--- Data section ---

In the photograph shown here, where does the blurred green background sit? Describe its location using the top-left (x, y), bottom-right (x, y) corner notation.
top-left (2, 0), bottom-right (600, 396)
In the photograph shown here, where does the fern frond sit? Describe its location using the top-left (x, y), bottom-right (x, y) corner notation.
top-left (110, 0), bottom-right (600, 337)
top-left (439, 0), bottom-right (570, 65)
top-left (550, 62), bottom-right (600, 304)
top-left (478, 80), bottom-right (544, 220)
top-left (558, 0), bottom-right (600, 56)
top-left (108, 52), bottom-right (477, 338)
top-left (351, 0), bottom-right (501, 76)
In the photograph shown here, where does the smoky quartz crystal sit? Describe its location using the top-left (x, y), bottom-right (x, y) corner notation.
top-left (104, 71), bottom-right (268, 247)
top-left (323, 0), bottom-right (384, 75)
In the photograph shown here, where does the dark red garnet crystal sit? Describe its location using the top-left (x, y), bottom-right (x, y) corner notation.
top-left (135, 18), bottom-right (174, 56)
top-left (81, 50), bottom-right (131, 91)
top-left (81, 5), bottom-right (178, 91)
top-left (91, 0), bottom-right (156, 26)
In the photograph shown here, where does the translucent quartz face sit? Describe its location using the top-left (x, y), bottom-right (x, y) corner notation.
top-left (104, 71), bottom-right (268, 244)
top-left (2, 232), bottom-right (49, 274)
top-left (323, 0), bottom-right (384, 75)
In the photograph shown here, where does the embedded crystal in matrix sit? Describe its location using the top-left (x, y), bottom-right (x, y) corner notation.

---

## Exercise prompt
Output exactly the lines from the one containing "In the photograph shown here, where does the translucent" through the last line of the entries, both ends included.

## Written answer
In the photograph shown here, where does the translucent quartz face sit? Describe its location using the top-left (x, y), bottom-right (x, y) corner notation.
top-left (104, 71), bottom-right (268, 244)
top-left (2, 232), bottom-right (49, 274)
top-left (323, 0), bottom-right (384, 75)
In the photograph shown here, where does the embedded crystal in matrix sit? Describe its location using the top-left (x, y), bottom-right (x, y) corner notation.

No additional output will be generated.